## INFORMATION SHOWN
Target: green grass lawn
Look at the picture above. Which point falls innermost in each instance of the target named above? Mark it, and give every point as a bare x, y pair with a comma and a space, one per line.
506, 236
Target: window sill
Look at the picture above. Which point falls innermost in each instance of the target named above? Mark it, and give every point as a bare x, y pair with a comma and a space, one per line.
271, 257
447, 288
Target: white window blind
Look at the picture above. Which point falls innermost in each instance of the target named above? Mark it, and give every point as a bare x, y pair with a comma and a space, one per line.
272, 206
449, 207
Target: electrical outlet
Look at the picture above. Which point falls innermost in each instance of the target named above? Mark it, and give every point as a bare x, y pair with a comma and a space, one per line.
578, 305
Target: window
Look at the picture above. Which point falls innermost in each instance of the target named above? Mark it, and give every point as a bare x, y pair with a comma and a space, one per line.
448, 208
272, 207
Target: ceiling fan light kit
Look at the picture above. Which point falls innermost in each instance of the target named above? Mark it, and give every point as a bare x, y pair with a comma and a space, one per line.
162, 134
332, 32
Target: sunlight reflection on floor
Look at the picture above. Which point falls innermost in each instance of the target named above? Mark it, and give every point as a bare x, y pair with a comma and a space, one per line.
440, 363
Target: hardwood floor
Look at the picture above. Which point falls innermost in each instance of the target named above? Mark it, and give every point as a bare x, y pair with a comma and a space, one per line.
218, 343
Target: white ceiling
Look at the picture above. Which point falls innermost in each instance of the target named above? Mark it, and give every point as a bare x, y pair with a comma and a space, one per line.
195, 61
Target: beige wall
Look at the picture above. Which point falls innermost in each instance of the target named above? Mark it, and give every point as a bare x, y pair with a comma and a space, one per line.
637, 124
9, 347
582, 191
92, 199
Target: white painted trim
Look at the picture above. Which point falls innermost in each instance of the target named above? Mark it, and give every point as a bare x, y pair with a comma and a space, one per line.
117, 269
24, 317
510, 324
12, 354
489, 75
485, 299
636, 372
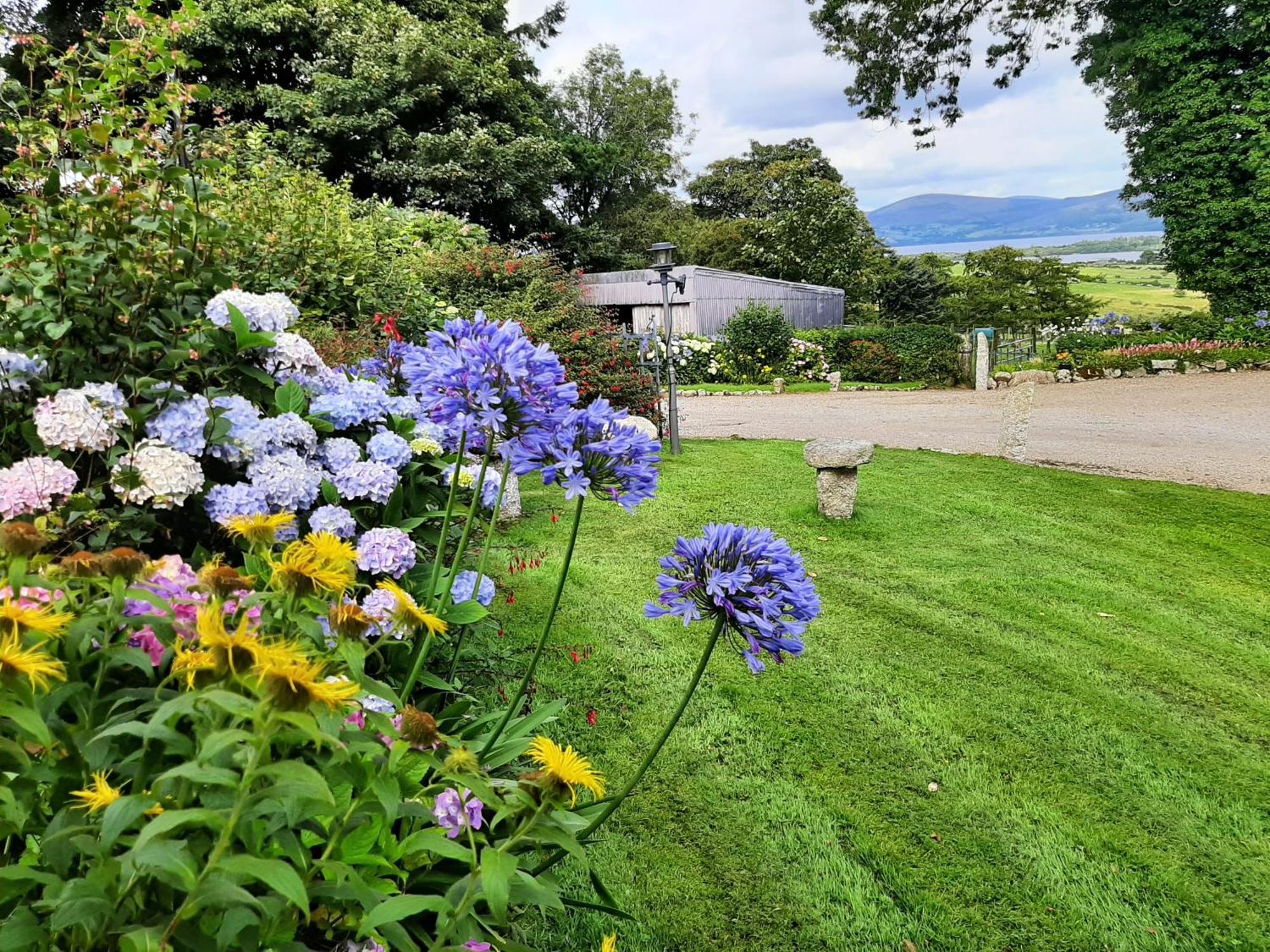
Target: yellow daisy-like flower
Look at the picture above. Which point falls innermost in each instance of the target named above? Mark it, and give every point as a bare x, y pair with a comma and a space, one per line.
194, 664
298, 685
304, 572
98, 795
39, 620
567, 767
331, 549
260, 530
407, 612
236, 651
37, 667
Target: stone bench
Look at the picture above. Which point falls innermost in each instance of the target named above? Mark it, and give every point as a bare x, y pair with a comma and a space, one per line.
836, 463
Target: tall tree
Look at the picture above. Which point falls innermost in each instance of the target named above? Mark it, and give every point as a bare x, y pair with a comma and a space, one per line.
1187, 83
623, 136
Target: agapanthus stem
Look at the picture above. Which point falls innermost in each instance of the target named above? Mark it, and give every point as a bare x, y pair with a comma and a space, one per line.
543, 639
614, 803
481, 564
445, 524
468, 522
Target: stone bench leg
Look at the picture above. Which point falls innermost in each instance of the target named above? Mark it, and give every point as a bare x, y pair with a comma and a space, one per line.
836, 492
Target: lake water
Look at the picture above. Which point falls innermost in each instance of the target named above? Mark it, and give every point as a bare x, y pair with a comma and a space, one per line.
1047, 242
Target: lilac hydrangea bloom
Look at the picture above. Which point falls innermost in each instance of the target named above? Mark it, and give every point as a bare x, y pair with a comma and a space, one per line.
746, 578
592, 453
290, 483
335, 520
478, 375
228, 501
182, 425
389, 449
387, 550
465, 585
338, 453
366, 480
458, 812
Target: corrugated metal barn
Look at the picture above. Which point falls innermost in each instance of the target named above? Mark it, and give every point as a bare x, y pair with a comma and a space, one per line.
711, 300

## WRITTEN INSTRUCTION
Copy each line exactly, from the line containing "Target: lilac hydrangea bloom" down to the last line of the material, and no other lines.

## SOLVED EXERCISE
Target: lilac hydrangea bloom
Look at the picture above. Which point falls innermost in each instance of the target named above? Mark it, and give every point as a bare x, y pair with a comma and a space, one per line.
746, 578
592, 453
290, 483
335, 520
478, 375
228, 501
182, 425
389, 449
387, 550
465, 585
338, 453
366, 480
458, 812
Target: corrugated metal barn
Look at the picture above. Which point falls innermost in each instance of the target named above? Mark it, and give every point as a bare x, y pair with a comma and a space, one per line.
711, 300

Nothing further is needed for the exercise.